• [Trecho do texto]

"""

E a tendência, apontam especialistas consultados por GZH, indica poucas possibilidades de reversão do panorama em curto prazo. Problemas estruturais ocasionados por histórica falta de qualificação da mão de obra (potencializados por danos educacionais de aprendizado na pandemia), pressões adicionais na inflação (por conta do desequilíbrio fiscal) e consequente freio da atividade econômica são alguns dos fatores que amparam as projeções pessimistas.
Movimento
Coordenador da Pnad no RS e pesquisador do IBGE, Walter Rodrigues explica que, nos momentos de crise, as primeiras baixas no mercado são os informais, trabalhadores que, via de regra, recebem menores remunerações do que se estivessem em idênticas posições, mas com registros em suas carteiras de trabalho. O movimento, diz, é caracterizado por breve melhora dos rendimentos médios (chegaram a R$ 3.462 no primeiro trimestre de 2021, alta 1,6% um ano após o início da pandemia no RS), mas que não se sustenta e decai com intensidade no transcorrer do tempo:
– O desemprego atinge primeiro os que ganham menos, sobram assim os maiores rendimentos para o cálculo da média salarial no primeiro momento. Quando a economia cresce um pouco e há muita gente fora da força de trabalho, é natural que se aceite menos para voltar, diminui-se a base novamente. Em cenários de aquecimento e maior qualificação ocorreria o inverso, e isso tornaria o trabalhador mais valorizado, empurrando os ganhos médios do trabalho para cima de maneira mais permanente.

"""

• [Material fornecido]
"""

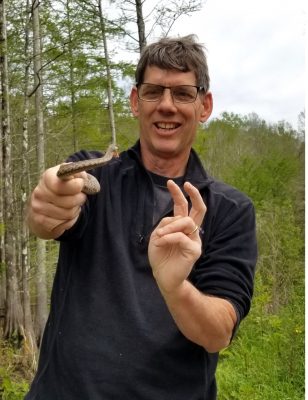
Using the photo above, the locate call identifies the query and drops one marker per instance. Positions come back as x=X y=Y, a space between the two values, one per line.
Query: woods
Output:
x=64 y=88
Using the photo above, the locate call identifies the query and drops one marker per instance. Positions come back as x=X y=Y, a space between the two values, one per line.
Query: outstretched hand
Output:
x=175 y=244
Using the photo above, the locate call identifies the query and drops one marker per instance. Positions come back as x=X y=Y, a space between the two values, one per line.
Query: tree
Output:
x=13 y=328
x=41 y=287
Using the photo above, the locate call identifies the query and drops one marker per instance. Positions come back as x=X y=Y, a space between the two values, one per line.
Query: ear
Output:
x=134 y=102
x=207 y=104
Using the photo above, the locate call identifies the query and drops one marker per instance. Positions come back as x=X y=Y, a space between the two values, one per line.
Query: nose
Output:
x=166 y=100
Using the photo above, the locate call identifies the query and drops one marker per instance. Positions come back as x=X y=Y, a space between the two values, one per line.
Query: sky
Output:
x=256 y=55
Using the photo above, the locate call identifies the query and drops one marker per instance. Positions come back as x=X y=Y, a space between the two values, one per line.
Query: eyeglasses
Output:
x=180 y=94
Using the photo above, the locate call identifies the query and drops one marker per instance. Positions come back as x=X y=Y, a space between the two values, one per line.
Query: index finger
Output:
x=180 y=207
x=198 y=208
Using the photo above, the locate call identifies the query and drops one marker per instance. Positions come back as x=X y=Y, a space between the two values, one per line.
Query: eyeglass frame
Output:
x=199 y=89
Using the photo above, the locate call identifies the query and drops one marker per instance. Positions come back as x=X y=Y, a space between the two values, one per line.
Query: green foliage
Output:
x=14 y=378
x=10 y=390
x=266 y=359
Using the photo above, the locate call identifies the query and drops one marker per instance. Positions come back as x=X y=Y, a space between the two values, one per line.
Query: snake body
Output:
x=91 y=185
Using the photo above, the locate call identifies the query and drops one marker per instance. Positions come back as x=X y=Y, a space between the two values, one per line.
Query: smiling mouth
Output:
x=167 y=125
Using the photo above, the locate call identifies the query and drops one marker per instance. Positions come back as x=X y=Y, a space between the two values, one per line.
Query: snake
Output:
x=91 y=185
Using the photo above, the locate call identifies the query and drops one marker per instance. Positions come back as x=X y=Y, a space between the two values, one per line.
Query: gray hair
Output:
x=182 y=54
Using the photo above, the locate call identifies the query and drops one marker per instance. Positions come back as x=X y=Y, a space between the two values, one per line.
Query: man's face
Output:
x=168 y=128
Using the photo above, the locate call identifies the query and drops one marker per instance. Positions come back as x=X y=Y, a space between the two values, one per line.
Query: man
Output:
x=155 y=272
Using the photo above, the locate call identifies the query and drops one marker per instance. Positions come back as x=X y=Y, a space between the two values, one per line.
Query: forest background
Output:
x=62 y=90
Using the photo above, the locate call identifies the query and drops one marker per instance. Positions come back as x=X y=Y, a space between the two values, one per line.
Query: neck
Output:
x=169 y=167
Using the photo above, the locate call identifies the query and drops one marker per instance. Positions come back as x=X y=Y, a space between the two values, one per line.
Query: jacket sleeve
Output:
x=226 y=267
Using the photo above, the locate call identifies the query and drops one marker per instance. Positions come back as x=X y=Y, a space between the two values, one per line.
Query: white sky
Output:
x=256 y=55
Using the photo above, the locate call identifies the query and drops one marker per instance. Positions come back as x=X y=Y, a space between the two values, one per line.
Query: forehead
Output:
x=168 y=77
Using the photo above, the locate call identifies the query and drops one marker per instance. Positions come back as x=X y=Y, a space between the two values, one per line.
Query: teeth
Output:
x=165 y=125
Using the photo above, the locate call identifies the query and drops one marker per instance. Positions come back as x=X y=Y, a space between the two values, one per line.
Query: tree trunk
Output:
x=72 y=78
x=108 y=71
x=30 y=342
x=140 y=25
x=41 y=301
x=13 y=324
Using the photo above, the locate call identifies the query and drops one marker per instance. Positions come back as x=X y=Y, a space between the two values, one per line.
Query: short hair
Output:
x=182 y=54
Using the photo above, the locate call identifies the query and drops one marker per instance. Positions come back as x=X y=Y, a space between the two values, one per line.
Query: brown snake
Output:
x=91 y=185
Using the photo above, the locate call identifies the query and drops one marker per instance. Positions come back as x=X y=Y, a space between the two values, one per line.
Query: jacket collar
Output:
x=195 y=172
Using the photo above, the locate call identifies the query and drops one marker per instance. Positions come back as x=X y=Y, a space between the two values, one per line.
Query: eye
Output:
x=184 y=94
x=150 y=92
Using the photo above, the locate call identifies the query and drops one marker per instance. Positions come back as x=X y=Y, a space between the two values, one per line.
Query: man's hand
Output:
x=175 y=244
x=55 y=204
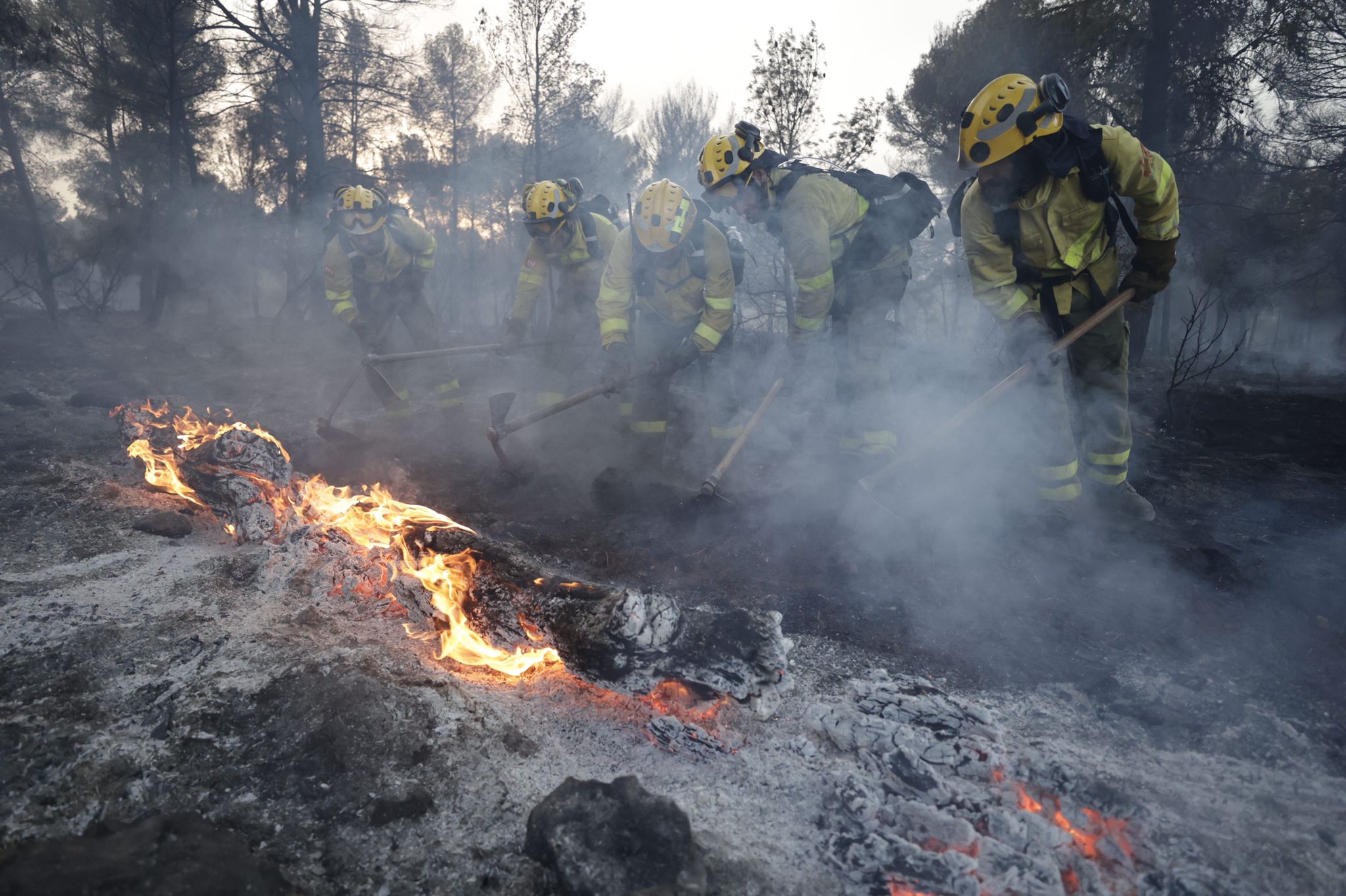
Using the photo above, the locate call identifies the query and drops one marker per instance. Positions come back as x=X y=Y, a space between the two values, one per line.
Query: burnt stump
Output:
x=615 y=840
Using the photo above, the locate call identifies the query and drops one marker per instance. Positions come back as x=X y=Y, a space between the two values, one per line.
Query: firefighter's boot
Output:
x=1122 y=502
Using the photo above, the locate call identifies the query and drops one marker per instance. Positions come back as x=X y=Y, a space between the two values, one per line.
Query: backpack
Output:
x=357 y=260
x=696 y=260
x=900 y=209
x=1081 y=147
x=586 y=209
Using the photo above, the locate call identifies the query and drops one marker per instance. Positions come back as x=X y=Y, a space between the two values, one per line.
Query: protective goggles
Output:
x=544 y=228
x=357 y=221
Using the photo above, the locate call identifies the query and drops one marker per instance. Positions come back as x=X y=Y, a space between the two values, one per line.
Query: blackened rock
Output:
x=178 y=855
x=413 y=803
x=166 y=522
x=22 y=400
x=613 y=491
x=615 y=840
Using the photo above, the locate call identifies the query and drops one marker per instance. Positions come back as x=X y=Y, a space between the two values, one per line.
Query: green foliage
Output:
x=787 y=76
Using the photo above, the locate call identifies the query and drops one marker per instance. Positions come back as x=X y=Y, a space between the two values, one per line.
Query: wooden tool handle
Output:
x=994 y=395
x=712 y=482
x=446 y=353
x=565 y=404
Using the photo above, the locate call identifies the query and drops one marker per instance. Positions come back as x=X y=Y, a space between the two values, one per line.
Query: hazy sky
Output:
x=645 y=47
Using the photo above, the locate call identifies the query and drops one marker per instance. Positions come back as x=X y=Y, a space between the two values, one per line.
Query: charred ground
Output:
x=1174 y=633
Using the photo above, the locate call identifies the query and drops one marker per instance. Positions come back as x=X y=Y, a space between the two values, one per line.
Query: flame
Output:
x=1026 y=802
x=371 y=518
x=1086 y=838
x=675 y=698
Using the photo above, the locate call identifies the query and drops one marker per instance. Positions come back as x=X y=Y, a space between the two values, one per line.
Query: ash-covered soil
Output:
x=167 y=692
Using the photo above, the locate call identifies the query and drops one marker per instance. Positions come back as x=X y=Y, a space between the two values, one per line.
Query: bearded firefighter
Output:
x=847 y=269
x=1038 y=225
x=375 y=269
x=674 y=268
x=570 y=242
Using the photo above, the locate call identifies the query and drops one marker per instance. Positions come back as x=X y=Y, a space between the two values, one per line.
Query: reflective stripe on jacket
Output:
x=578 y=272
x=413 y=245
x=1065 y=233
x=678 y=296
x=819 y=218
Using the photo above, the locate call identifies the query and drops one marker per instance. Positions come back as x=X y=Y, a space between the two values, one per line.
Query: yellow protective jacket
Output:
x=406 y=242
x=579 y=268
x=818 y=221
x=1063 y=233
x=676 y=295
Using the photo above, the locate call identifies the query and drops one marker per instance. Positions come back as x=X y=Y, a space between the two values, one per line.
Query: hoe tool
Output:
x=949 y=427
x=501 y=404
x=710 y=487
x=384 y=389
x=376 y=380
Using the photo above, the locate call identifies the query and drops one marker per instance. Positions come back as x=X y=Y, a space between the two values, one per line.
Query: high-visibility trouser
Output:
x=864 y=338
x=570 y=363
x=651 y=404
x=1094 y=443
x=379 y=302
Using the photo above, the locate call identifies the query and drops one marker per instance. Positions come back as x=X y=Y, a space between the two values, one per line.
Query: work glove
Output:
x=363 y=328
x=1150 y=269
x=618 y=363
x=674 y=361
x=512 y=332
x=1029 y=341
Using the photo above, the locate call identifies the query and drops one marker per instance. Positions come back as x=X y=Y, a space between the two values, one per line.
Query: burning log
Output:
x=618 y=638
x=473 y=593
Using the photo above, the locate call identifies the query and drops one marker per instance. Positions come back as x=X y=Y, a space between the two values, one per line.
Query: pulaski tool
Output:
x=711 y=486
x=950 y=426
x=384 y=389
x=501 y=404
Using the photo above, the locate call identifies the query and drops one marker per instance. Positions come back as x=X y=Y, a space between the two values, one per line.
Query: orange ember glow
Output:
x=675 y=698
x=371 y=518
x=1026 y=802
x=900 y=888
x=1085 y=837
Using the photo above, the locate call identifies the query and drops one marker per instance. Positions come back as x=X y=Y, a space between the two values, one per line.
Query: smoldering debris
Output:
x=452 y=579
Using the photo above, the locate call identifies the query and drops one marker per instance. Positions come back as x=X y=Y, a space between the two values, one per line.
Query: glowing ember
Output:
x=1085 y=837
x=371 y=518
x=1026 y=802
x=900 y=888
x=678 y=700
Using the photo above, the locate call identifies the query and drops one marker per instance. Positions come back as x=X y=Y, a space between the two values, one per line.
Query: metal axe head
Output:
x=501 y=403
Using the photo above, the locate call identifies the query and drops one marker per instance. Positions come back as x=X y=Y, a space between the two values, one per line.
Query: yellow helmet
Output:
x=727 y=158
x=548 y=204
x=1007 y=115
x=664 y=215
x=360 y=210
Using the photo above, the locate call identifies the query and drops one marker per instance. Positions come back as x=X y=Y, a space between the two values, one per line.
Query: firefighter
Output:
x=572 y=240
x=375 y=269
x=678 y=272
x=1038 y=225
x=855 y=282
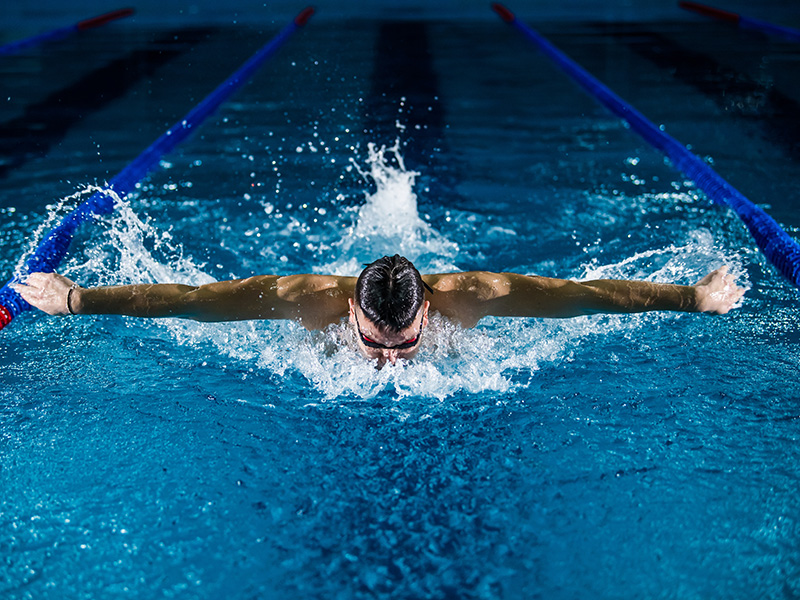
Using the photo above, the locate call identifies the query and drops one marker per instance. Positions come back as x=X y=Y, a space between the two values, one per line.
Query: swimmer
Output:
x=387 y=304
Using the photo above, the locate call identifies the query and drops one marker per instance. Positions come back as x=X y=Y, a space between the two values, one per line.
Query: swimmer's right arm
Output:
x=315 y=300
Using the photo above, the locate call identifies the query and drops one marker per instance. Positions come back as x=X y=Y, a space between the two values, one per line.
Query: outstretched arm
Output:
x=315 y=300
x=466 y=297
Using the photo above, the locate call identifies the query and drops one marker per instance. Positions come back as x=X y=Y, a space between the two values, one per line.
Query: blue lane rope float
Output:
x=52 y=249
x=779 y=248
x=62 y=32
x=742 y=21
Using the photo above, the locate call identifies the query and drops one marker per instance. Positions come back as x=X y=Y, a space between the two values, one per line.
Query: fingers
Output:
x=45 y=291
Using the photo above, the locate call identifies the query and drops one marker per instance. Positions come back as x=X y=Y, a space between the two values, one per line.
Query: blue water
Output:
x=647 y=456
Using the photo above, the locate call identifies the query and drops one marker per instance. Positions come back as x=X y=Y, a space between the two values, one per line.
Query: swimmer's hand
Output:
x=46 y=291
x=717 y=292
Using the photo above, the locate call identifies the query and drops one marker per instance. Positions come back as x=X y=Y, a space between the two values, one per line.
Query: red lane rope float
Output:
x=742 y=21
x=62 y=32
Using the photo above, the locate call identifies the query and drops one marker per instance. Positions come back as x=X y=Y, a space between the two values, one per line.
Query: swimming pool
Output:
x=636 y=456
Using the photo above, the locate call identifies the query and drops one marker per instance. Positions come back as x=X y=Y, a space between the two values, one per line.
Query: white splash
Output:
x=388 y=222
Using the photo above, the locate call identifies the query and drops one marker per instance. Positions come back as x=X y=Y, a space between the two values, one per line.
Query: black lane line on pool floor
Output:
x=777 y=114
x=44 y=124
x=403 y=68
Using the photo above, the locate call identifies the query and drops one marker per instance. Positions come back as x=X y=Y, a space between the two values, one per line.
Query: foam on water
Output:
x=498 y=356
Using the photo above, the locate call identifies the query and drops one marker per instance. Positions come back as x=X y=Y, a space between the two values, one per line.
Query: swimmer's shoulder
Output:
x=294 y=287
x=318 y=300
x=464 y=297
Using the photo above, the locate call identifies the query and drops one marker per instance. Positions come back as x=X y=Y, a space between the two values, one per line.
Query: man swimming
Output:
x=387 y=304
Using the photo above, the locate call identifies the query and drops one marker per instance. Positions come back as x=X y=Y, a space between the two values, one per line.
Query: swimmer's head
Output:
x=389 y=310
x=390 y=293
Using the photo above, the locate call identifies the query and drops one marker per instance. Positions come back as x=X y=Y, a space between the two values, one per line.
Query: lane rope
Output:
x=62 y=32
x=776 y=244
x=52 y=249
x=742 y=21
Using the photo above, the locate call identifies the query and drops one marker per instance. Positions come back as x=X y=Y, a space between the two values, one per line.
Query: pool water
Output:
x=634 y=456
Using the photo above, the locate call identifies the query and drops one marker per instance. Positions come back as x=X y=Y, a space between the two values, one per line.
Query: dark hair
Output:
x=390 y=292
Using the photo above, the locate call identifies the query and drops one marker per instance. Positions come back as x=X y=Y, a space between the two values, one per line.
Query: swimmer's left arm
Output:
x=467 y=297
x=315 y=300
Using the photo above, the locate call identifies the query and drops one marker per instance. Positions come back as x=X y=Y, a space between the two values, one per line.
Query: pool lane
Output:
x=734 y=90
x=44 y=124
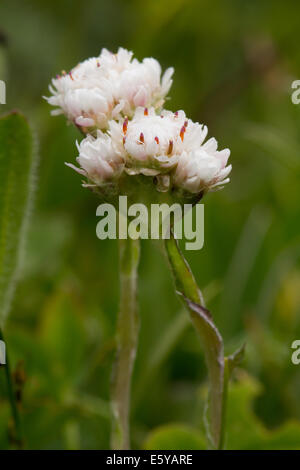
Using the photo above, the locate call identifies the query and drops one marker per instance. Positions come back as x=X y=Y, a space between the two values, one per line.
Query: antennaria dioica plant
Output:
x=135 y=147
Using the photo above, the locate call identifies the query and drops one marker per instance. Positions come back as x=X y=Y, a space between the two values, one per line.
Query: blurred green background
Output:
x=234 y=64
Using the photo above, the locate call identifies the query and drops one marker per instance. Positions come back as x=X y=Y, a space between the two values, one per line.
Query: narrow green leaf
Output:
x=211 y=339
x=236 y=358
x=17 y=165
x=214 y=354
x=183 y=276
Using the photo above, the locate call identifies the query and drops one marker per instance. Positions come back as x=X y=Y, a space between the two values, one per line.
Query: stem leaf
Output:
x=17 y=165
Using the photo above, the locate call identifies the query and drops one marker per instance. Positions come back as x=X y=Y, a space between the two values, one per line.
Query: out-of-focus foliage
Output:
x=234 y=64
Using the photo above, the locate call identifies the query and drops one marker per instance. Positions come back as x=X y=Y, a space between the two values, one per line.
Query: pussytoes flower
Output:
x=107 y=87
x=168 y=146
x=99 y=160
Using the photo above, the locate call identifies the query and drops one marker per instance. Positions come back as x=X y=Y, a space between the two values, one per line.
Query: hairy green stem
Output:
x=17 y=435
x=126 y=341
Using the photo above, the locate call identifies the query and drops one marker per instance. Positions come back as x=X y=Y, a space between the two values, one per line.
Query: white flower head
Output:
x=152 y=143
x=108 y=87
x=202 y=168
x=99 y=160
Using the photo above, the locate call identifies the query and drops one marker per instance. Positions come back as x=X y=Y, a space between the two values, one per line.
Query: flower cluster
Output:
x=117 y=102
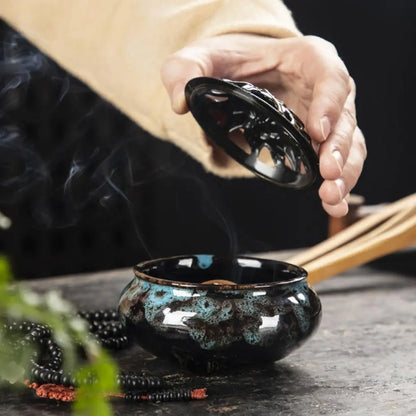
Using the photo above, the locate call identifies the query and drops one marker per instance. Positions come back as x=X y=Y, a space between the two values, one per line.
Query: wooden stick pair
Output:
x=391 y=229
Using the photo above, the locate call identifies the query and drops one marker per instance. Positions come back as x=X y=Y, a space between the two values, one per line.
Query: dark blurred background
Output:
x=87 y=189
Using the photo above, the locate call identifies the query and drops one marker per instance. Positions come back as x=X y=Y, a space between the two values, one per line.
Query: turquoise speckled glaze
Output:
x=255 y=310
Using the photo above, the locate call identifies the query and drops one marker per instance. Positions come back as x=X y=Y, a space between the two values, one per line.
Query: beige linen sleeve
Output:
x=117 y=47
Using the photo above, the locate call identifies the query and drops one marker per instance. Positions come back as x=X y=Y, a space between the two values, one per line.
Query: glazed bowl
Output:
x=211 y=313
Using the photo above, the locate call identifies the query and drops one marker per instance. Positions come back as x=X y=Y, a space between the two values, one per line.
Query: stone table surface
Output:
x=361 y=361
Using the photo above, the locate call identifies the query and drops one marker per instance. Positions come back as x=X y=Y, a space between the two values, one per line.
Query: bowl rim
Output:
x=301 y=274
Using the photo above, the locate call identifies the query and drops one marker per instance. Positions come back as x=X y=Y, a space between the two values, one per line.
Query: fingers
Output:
x=334 y=192
x=332 y=86
x=335 y=150
x=178 y=69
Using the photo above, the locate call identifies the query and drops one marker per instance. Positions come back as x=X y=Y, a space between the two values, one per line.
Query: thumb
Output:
x=176 y=71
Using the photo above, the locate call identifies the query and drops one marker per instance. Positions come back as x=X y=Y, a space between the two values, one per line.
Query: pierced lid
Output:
x=255 y=129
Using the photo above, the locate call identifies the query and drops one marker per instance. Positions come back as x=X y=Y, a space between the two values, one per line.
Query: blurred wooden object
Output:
x=391 y=228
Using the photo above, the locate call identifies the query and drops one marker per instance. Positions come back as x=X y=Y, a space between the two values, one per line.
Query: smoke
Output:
x=85 y=166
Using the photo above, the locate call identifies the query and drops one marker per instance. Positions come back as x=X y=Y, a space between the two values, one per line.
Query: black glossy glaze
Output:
x=264 y=311
x=244 y=120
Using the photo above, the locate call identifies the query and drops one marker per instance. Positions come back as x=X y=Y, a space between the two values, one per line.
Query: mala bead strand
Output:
x=48 y=379
x=139 y=382
x=106 y=327
x=170 y=395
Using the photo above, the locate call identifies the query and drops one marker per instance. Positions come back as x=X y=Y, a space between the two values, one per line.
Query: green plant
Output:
x=70 y=331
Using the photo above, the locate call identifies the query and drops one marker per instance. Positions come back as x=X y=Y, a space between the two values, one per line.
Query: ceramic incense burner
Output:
x=211 y=313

"""

Com base no trecho sobre o mercado de trabalho no RS, explique, por favor, por que os rendimentos médios tiveram uma breve melhora no início da crise. Responda em uma a três frases.

• [Resultado]
Segundo Walter Rodrigues, o desemprego atinge primeiro os que ganham menos, como os trabalhadores informais, que em geral recebem remunerações menores do que receberiam com carteira assinada. Com a saída deles, sobram os maiores rendimentos no cálculo da média salarial, o que a eleva num primeiro momento.